▶ _Work task_:
Every entry that follows must be written out exactly, apart from its pictures.

### Dataset records

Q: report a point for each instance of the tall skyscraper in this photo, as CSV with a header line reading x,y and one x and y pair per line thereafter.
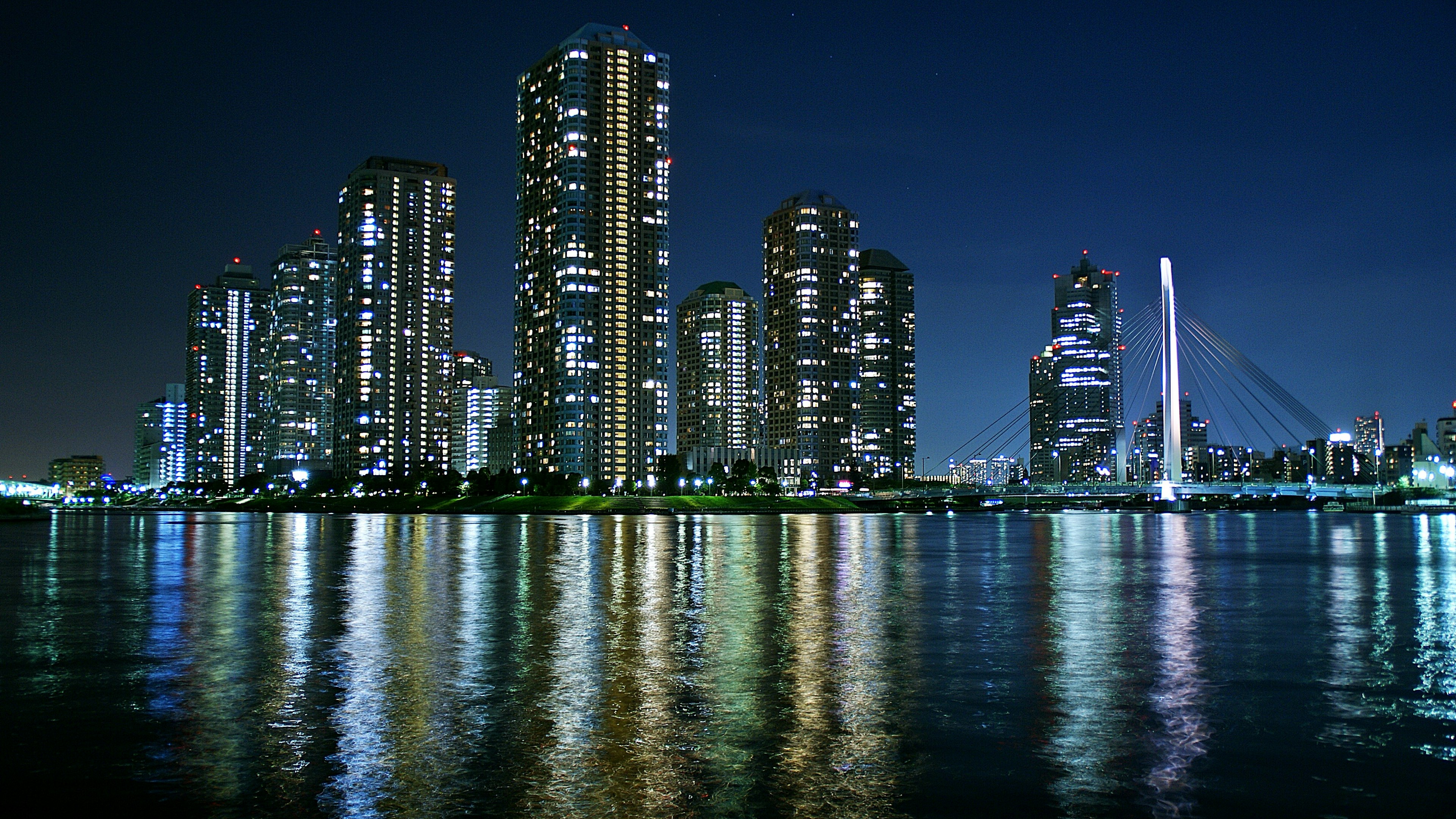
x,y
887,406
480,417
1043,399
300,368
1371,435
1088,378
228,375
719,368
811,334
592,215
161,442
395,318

######

▶ _Written solution_:
Q: report a point for each instance of the tall skyscraper in this photo, as CSV with a header line reading x,y and one x and y pair per line thereafter.
x,y
887,406
480,417
1043,399
300,368
1371,435
1088,378
228,375
719,368
811,334
592,215
161,442
395,318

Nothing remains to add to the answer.